▶ [Directive]:
Reproduce the records from the line with "Target: dog's paw" to the line with "(1272, 575)", both included, keeping every request unchanged. Scale each point coordinate in the answers by 0.45 and round it to a whole number, with halves rounded up.

▶ [Given information]:
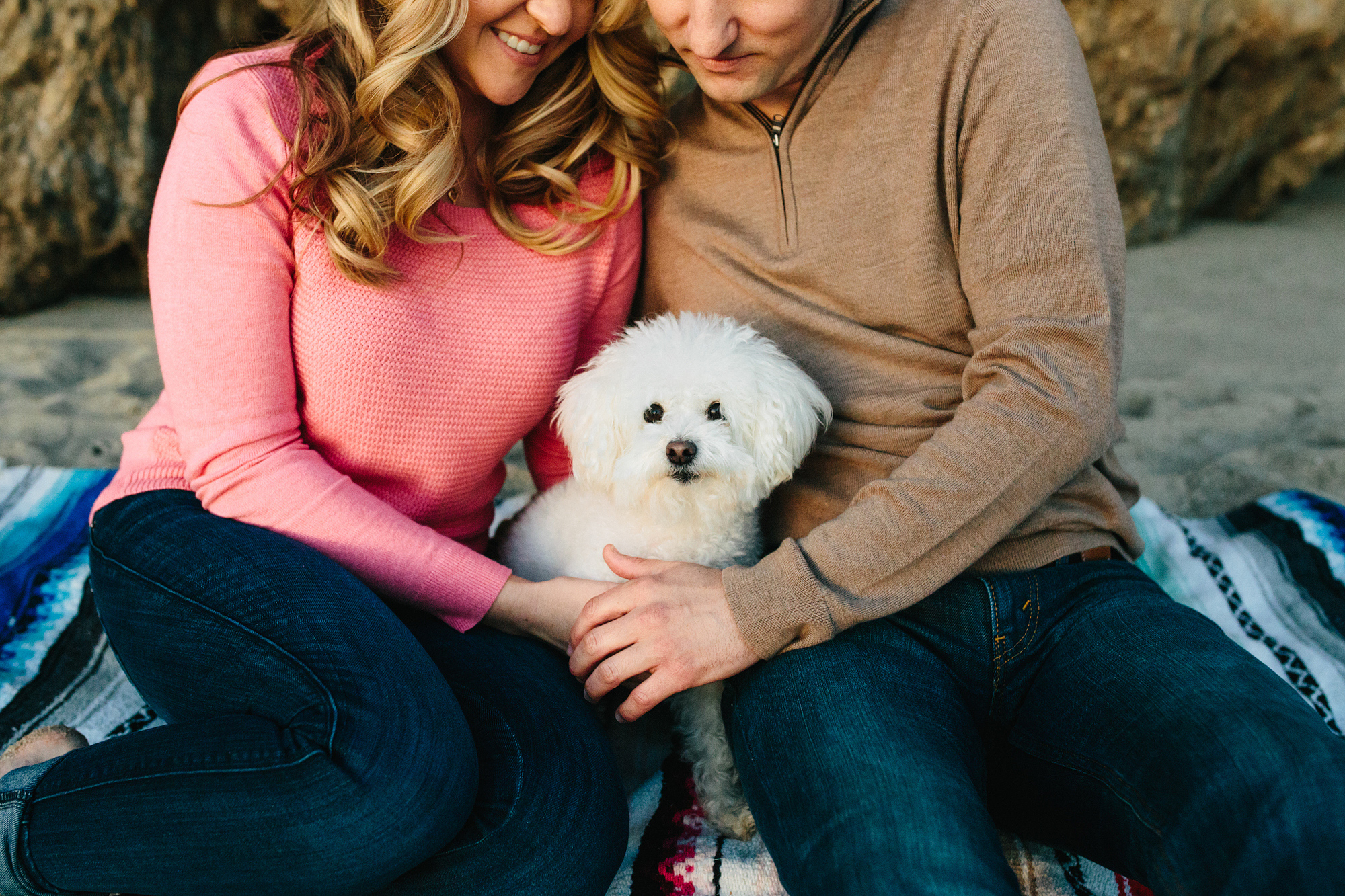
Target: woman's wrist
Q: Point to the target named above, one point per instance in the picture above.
(509, 612)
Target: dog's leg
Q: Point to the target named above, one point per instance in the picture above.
(707, 745)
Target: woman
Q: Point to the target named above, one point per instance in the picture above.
(377, 251)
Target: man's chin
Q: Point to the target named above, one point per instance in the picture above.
(738, 87)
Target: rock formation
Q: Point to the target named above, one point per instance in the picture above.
(1221, 106)
(1214, 106)
(88, 100)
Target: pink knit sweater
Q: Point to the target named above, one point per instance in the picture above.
(369, 424)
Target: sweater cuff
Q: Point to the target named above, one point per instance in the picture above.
(462, 587)
(779, 603)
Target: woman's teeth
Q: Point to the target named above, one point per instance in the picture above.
(514, 44)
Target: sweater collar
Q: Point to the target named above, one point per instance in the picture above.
(835, 50)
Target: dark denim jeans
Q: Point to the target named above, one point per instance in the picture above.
(1075, 705)
(318, 740)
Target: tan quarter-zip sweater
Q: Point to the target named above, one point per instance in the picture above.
(937, 240)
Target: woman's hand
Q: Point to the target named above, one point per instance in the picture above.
(543, 610)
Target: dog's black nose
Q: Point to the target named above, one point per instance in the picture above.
(681, 452)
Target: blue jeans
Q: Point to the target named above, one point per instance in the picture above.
(318, 741)
(1075, 705)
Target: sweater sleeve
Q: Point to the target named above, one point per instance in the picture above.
(548, 459)
(221, 280)
(1036, 227)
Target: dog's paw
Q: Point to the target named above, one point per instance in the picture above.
(736, 822)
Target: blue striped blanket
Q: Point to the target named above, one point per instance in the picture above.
(1270, 573)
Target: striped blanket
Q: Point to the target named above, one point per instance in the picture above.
(1272, 575)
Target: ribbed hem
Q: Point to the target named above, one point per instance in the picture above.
(462, 587)
(1019, 555)
(135, 482)
(779, 602)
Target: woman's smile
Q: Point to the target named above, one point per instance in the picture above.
(518, 44)
(505, 44)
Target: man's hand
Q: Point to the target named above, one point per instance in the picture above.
(672, 620)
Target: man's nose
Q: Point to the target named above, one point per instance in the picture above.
(556, 17)
(681, 452)
(711, 29)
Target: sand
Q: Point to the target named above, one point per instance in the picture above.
(1234, 380)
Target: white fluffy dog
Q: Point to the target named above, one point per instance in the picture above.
(677, 432)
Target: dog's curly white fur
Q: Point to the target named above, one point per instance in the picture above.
(677, 432)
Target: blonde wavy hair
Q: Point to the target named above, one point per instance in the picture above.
(377, 143)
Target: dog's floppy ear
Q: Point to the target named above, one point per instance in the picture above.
(590, 421)
(792, 413)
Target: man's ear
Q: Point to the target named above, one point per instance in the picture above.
(588, 420)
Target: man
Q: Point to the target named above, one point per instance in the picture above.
(915, 201)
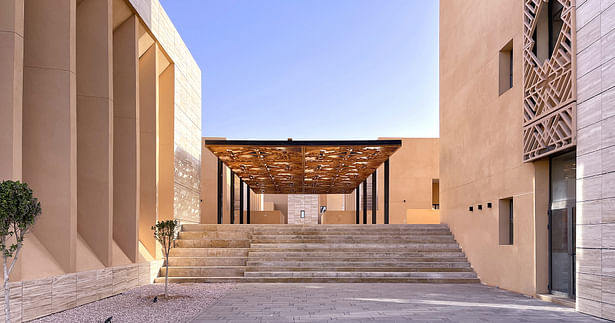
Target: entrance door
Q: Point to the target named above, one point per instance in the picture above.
(562, 222)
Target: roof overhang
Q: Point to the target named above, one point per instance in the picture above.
(303, 167)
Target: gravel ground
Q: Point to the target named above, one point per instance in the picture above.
(136, 305)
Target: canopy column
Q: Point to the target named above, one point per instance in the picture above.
(220, 191)
(386, 192)
(357, 204)
(374, 204)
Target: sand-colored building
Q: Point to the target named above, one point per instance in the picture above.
(526, 139)
(101, 115)
(414, 192)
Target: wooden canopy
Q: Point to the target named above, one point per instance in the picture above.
(303, 167)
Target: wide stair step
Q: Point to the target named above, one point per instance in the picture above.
(405, 253)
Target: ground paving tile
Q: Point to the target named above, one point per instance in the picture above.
(333, 302)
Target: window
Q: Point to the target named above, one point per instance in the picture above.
(506, 221)
(435, 194)
(506, 67)
(548, 28)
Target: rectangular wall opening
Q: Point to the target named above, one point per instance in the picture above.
(506, 67)
(435, 193)
(506, 221)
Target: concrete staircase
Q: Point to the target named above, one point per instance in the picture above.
(318, 253)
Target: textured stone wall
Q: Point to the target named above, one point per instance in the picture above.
(596, 157)
(32, 299)
(307, 202)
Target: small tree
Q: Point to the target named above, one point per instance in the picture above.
(18, 211)
(166, 232)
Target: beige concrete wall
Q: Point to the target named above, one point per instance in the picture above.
(187, 113)
(166, 157)
(280, 202)
(11, 87)
(70, 126)
(49, 107)
(148, 112)
(95, 126)
(126, 145)
(412, 170)
(209, 188)
(422, 216)
(266, 217)
(481, 146)
(338, 217)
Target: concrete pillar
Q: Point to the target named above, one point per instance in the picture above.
(126, 145)
(166, 166)
(11, 87)
(148, 132)
(50, 123)
(95, 126)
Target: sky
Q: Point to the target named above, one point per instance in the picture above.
(314, 69)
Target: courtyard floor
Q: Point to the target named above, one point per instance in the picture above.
(381, 303)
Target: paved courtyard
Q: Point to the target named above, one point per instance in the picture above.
(382, 303)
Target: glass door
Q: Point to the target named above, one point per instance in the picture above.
(562, 224)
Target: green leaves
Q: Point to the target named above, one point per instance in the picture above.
(166, 232)
(18, 211)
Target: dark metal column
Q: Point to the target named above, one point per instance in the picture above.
(365, 201)
(386, 192)
(240, 201)
(232, 205)
(357, 205)
(220, 179)
(374, 202)
(248, 202)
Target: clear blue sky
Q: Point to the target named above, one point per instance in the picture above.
(314, 69)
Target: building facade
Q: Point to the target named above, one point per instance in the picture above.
(101, 116)
(526, 135)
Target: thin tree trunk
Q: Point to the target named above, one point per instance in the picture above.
(7, 308)
(166, 277)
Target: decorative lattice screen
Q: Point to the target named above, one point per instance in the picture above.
(549, 87)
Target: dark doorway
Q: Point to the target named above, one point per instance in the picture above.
(562, 222)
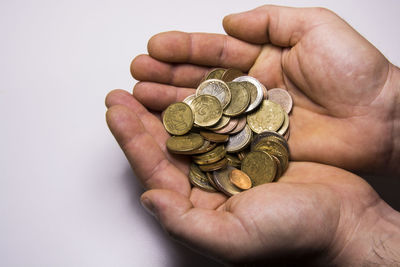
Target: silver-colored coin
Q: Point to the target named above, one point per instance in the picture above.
(221, 179)
(239, 141)
(281, 97)
(256, 91)
(216, 88)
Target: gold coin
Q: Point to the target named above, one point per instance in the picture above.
(233, 160)
(240, 179)
(231, 74)
(207, 110)
(207, 146)
(178, 118)
(214, 137)
(260, 167)
(256, 90)
(269, 117)
(220, 124)
(216, 88)
(199, 179)
(210, 178)
(221, 179)
(215, 74)
(240, 99)
(210, 157)
(214, 166)
(239, 141)
(184, 143)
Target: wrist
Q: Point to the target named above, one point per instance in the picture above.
(375, 241)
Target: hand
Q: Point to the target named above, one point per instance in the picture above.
(346, 93)
(315, 213)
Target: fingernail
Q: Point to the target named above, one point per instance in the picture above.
(148, 206)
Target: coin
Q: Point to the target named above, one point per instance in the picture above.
(188, 100)
(241, 123)
(239, 141)
(210, 157)
(216, 88)
(240, 99)
(260, 167)
(207, 146)
(178, 118)
(256, 91)
(269, 117)
(214, 137)
(220, 124)
(233, 160)
(231, 74)
(229, 127)
(284, 126)
(214, 166)
(215, 74)
(199, 179)
(221, 179)
(207, 110)
(240, 179)
(281, 97)
(184, 143)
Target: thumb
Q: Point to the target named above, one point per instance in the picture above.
(282, 26)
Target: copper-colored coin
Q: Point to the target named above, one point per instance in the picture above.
(199, 179)
(216, 88)
(231, 74)
(269, 117)
(207, 110)
(260, 167)
(184, 143)
(178, 118)
(214, 166)
(229, 127)
(281, 97)
(221, 179)
(241, 123)
(210, 157)
(240, 179)
(239, 141)
(214, 137)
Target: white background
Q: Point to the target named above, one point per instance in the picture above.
(67, 194)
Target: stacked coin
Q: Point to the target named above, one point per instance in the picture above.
(234, 129)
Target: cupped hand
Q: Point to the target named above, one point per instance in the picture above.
(342, 86)
(315, 213)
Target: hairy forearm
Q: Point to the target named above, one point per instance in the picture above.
(394, 85)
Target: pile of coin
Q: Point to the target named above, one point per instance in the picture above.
(234, 129)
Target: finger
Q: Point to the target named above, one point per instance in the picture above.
(143, 153)
(159, 96)
(268, 68)
(215, 50)
(211, 231)
(146, 68)
(283, 26)
(151, 123)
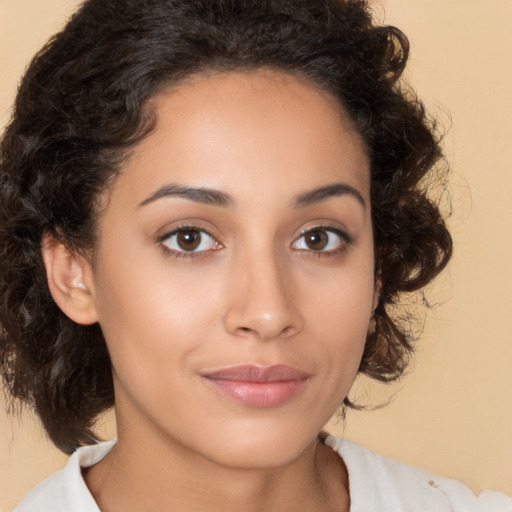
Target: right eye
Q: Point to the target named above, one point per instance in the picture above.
(189, 240)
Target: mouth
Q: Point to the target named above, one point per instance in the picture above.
(258, 386)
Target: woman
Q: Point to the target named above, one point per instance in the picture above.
(208, 211)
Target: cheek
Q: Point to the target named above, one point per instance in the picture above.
(152, 314)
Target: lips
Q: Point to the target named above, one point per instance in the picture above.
(258, 386)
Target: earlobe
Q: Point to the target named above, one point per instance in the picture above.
(70, 281)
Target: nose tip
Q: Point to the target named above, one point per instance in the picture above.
(265, 308)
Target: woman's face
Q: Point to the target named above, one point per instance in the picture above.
(234, 273)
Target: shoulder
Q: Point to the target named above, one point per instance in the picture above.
(379, 483)
(65, 490)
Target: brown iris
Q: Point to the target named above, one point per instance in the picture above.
(316, 239)
(189, 239)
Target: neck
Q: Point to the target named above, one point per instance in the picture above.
(153, 473)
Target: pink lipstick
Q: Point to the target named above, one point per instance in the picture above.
(258, 386)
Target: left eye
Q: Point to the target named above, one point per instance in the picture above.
(320, 240)
(190, 240)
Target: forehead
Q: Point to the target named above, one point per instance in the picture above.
(241, 130)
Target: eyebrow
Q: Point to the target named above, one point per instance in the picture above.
(197, 194)
(214, 197)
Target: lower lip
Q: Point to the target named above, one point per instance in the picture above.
(258, 394)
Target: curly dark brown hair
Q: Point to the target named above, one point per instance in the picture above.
(81, 108)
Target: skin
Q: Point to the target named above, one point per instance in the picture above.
(255, 292)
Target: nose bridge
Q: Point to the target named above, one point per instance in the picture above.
(262, 303)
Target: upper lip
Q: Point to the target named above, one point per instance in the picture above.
(257, 373)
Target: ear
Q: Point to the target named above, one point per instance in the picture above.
(70, 281)
(377, 289)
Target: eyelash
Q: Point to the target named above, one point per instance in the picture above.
(346, 242)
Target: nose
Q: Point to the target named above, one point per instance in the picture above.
(261, 302)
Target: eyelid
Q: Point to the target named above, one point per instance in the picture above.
(341, 233)
(187, 254)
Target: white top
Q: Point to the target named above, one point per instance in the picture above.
(377, 484)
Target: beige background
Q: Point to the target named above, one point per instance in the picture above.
(453, 414)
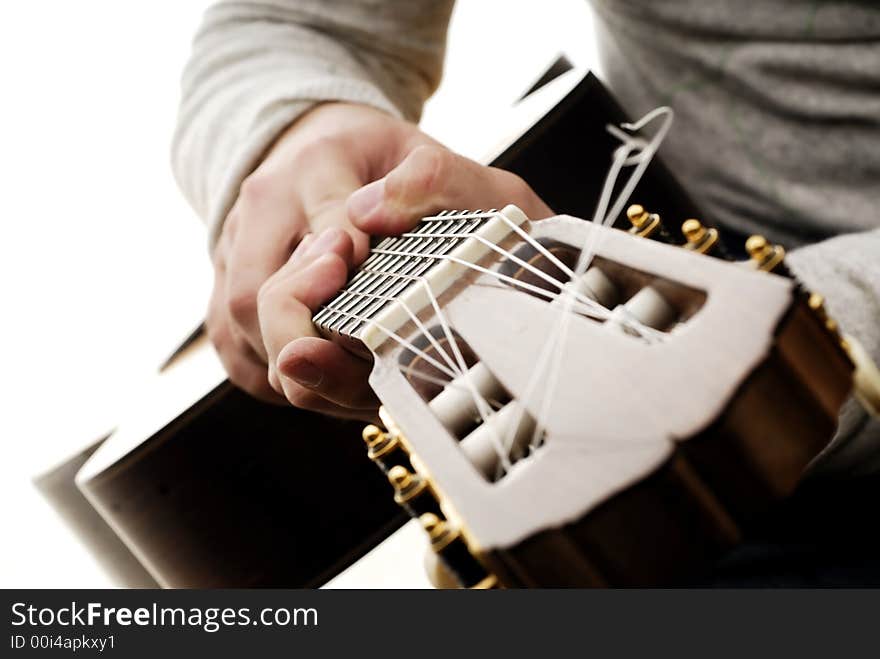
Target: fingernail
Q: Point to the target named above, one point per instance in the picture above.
(305, 373)
(324, 241)
(303, 246)
(363, 202)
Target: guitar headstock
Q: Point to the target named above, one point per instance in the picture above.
(549, 379)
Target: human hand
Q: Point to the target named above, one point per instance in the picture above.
(317, 374)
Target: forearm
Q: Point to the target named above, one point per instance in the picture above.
(257, 66)
(846, 271)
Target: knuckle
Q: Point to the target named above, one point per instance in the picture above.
(300, 397)
(242, 304)
(511, 183)
(267, 292)
(255, 188)
(424, 172)
(319, 146)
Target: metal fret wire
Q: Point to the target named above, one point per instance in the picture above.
(372, 283)
(361, 279)
(435, 247)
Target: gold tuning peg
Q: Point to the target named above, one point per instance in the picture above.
(764, 255)
(644, 224)
(384, 448)
(450, 547)
(372, 435)
(699, 238)
(409, 489)
(817, 304)
(439, 532)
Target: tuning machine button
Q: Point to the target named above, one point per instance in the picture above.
(646, 225)
(450, 547)
(411, 491)
(699, 238)
(766, 256)
(385, 449)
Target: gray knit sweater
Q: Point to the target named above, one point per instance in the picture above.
(777, 105)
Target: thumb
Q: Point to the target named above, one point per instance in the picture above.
(430, 179)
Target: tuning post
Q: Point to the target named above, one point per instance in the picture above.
(700, 239)
(412, 492)
(449, 546)
(817, 304)
(766, 256)
(644, 224)
(384, 448)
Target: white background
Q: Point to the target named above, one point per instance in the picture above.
(103, 267)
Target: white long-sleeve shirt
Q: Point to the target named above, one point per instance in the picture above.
(777, 106)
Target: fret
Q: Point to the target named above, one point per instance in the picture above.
(371, 281)
(393, 286)
(362, 278)
(407, 265)
(395, 265)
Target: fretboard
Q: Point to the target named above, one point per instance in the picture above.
(394, 265)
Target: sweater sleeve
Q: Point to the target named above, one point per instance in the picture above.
(257, 65)
(846, 271)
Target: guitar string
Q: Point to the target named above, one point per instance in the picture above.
(633, 150)
(623, 156)
(414, 317)
(480, 404)
(552, 348)
(528, 266)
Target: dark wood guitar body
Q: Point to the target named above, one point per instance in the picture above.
(237, 493)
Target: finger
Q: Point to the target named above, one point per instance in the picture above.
(430, 179)
(269, 224)
(241, 364)
(328, 370)
(287, 300)
(330, 175)
(308, 400)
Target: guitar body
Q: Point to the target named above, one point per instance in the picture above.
(220, 490)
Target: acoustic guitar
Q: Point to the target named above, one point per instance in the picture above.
(564, 403)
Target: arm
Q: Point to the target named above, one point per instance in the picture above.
(271, 168)
(846, 271)
(256, 66)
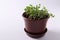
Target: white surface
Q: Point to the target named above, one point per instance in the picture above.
(12, 24)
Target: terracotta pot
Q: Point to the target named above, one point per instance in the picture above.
(35, 28)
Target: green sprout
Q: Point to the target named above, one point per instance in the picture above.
(34, 12)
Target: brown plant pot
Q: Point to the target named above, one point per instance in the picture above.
(35, 28)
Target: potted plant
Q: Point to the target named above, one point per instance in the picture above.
(35, 20)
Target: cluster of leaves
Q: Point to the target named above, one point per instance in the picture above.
(35, 12)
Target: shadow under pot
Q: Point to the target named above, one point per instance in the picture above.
(35, 28)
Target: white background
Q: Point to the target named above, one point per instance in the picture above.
(12, 23)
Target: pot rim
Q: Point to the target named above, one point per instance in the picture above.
(32, 19)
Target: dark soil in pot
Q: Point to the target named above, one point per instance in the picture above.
(35, 28)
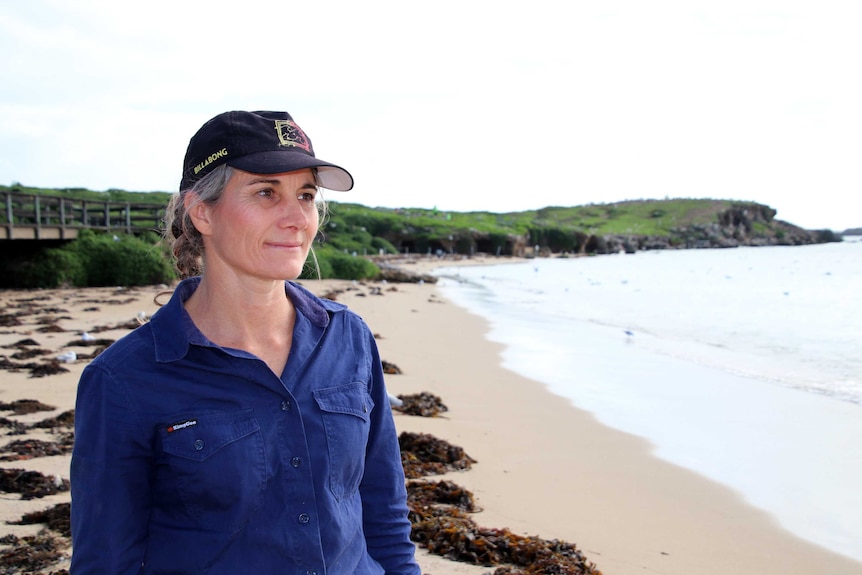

▶ [Output for this exercise]:
Target: dog's paw
Q: Point to the target named above, one point per instance in the picture above.
(331, 370)
Target: blue striped blanket
Q: Point to the target named above, one point per instance in the picture above.
(572, 258)
Target: striped blanket
Q: Point to the target named above, one point per instance in the picture above.
(572, 259)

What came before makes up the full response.